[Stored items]
────────────────────────────────────────

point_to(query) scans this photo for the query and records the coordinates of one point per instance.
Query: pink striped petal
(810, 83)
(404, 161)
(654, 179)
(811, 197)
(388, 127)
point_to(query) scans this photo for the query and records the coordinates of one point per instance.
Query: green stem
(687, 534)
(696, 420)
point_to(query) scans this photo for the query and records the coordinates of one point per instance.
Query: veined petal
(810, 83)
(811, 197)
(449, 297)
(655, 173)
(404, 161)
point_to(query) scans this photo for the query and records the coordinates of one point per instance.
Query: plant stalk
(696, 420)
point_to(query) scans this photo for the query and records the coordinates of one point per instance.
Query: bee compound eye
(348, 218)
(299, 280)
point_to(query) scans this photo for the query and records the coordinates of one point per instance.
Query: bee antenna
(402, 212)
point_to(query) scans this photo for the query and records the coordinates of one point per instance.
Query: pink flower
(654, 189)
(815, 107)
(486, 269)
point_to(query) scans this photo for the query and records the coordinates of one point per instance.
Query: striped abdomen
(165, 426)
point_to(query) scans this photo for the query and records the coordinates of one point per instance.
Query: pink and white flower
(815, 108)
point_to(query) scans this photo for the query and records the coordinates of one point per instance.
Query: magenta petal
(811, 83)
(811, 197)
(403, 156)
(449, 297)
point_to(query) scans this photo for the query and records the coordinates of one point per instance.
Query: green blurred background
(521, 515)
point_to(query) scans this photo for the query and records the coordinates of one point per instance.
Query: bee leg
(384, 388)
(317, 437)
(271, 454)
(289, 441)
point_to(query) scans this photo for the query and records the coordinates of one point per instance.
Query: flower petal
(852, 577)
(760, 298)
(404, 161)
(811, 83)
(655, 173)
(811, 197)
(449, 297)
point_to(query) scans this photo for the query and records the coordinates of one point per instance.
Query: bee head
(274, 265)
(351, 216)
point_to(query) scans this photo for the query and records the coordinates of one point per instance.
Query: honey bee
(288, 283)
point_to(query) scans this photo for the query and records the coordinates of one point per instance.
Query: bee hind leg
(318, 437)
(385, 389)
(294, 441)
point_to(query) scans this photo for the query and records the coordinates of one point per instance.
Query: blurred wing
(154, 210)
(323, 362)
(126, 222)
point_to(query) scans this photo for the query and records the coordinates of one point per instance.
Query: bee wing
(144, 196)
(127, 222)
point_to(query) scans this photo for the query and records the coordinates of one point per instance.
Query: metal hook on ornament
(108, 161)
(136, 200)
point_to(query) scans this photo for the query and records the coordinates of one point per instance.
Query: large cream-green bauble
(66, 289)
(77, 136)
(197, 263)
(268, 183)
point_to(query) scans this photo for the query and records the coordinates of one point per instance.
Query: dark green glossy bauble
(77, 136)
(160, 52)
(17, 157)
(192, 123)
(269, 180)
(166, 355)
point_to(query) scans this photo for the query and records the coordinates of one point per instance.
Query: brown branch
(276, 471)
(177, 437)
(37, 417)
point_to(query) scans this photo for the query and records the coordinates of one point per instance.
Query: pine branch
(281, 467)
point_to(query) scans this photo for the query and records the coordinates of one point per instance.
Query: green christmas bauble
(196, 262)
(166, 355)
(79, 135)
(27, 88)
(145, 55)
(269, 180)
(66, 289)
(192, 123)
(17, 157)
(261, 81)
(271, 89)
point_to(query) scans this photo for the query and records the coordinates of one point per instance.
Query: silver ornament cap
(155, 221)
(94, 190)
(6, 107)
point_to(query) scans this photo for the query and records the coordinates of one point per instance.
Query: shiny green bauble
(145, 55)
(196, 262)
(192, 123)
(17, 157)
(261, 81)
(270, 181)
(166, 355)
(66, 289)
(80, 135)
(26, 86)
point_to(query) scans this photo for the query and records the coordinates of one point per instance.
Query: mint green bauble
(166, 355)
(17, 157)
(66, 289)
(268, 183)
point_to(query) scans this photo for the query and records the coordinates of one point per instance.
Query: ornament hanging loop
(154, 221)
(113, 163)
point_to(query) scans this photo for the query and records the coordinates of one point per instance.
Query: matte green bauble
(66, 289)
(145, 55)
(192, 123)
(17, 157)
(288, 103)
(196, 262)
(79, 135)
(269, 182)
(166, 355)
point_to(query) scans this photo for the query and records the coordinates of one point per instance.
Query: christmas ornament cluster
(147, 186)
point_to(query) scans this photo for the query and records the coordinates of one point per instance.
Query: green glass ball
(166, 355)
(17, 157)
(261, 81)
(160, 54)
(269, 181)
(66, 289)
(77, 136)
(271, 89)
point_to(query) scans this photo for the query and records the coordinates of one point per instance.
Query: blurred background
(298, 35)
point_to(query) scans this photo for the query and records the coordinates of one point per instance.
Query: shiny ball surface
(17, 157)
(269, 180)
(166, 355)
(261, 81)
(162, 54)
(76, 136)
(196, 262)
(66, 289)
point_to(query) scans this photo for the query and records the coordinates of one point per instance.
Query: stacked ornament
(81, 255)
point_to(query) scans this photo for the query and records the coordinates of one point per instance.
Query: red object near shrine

────────────────────────────────────────

#### WHAT YOU WILL DO
Pick out each line of the records above that contains the word "christmas" and copy those lines.

#### EXERCISE RESPONSE
Query: green christmas bauble
Query: christmas ornament cluster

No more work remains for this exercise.